Как я понимаю, Хадановіч беспокоился за Някляева, что если он не возьмёт первое место, то ему присудят поездку, а тот невыездной из-за ситуации с выборами. Но открыто он это не говорил, а всё какими-то полунамёками. В общем, жюри приняло мою сторону. Решили, что мифический перевод будет, как и в прошлом году, за первое место (Кастюкевича я так понял, до сих пор не перевели), Готланд за второе, а Вроцлав за третье. Я боялся, что Хадановіч будет мне мстить за то, что я его «победил», но слава богу, ничего такого впоследствии не было.

Итак, все проголосовали, и я дрожащими пальцами стал вводить анонимные бюллетени в эксель. Вот, думаю, палец соскочит и 10 тысяч получит кто-нибудь не тот. Однако палец не соскочил – я всё три раза перепроверил, где-то на четвёртом бюллетене было понятно, что лидирует Някляеў. Бедная Щепаньска, думаю я, так не хотела, а теперь вот, пожалуйста. Потом ещё думаю, что у Някляева и так много премий, зачем ему ещё и эта, но, положа руку на сердце, а какая книга лучшая в этом году? До конца мне ни одна не нравится, но меньше всего не нравится “Аўтамат з газіроўкай”.

Някляеў победил, говорю, а вот с остальными местами проблема: одно и то же количество баллов набрали Балахонаў, Глобус и Бахарэвіч. Что будем делать? Составим рейтинг из них? Так и решили. В итоге, Бахарэвіч занял второе место, а Глобус, который говорил мне, что жюри ему ничего не даст – третье. Обидно, конечно, быть Балахоновым в такой ситуации, но что поделаешь. Маленькая деталь – в определении второго и третьего мест не участвовал Поморский, не брал телефон, но из его предыдущего рейтинга и так следовало, что для него сначала Бахарэвіч, потом Глобус, потом Балахонаў. Поэтому результаты голосования были признаны справедливыми. До вручения оставались сутки.

### Задание 1
Процитируйте фрагмент текста о голосовании жюри: начните со слов «Как я понимаю, Хадановіч» и остановитесь после слов «впоследствии не было.».
### Задание 2
Переведите на английский язык следующее предложение из текста о голосовании жюри: «Итак, все проголосовали, и я дрожащими пальцами стал вводить анонимные бюллетени в эксель».

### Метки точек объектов
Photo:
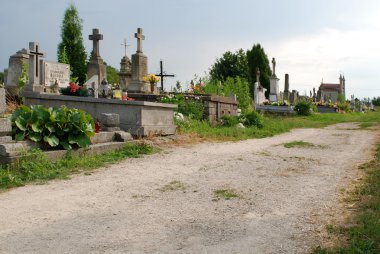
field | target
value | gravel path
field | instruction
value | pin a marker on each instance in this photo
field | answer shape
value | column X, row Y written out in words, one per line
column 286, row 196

---

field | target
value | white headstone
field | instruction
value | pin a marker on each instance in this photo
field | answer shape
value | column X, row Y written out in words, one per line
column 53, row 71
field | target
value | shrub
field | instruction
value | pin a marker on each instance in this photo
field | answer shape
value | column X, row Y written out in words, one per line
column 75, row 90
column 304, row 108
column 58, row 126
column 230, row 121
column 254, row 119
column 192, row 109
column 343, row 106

...

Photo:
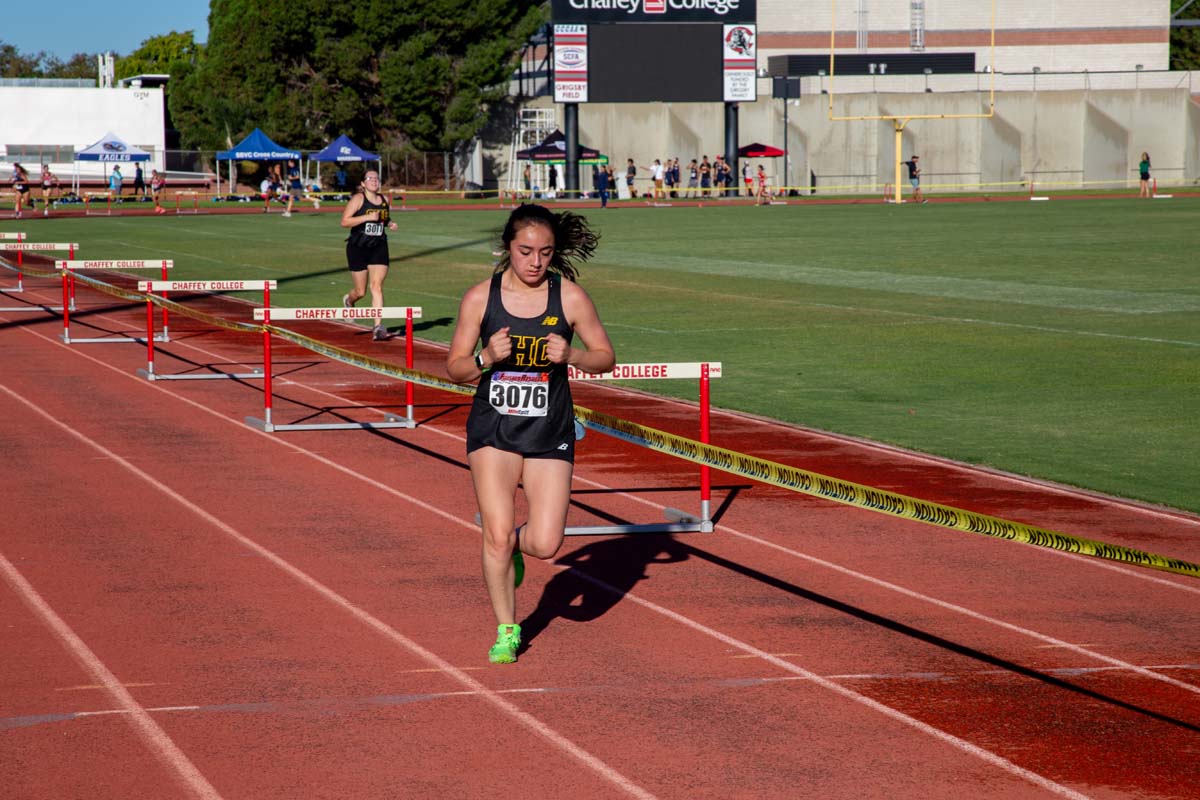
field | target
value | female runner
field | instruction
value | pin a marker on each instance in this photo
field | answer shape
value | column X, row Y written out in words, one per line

### Ответ к заданию 1
Как я понимаю, Хадановіч беспокоился за Някляева, что если он не возьмёт первое место, то ему присудят поездку, а тот невыездной из-за ситуации с выборами. Но открыто он это не говорил, а всё какими-то полунамёками. В общем, жюри приняло мою сторону. Решили, что мифический перевод будет, как и в прошлом году, за первое место (Кастюкевича я так понял, до сих пор не перевели), Готланд за второе, а Вроцлав за третье. Я боялся, что Хадановіч будет мне мстить за то, что я его «победил», но слава богу, ничего такого впоследствии не было.

### Ответ к заданию 2
So everyone voted, and with trembling fingers I began entering the anonymous ballots into Excel.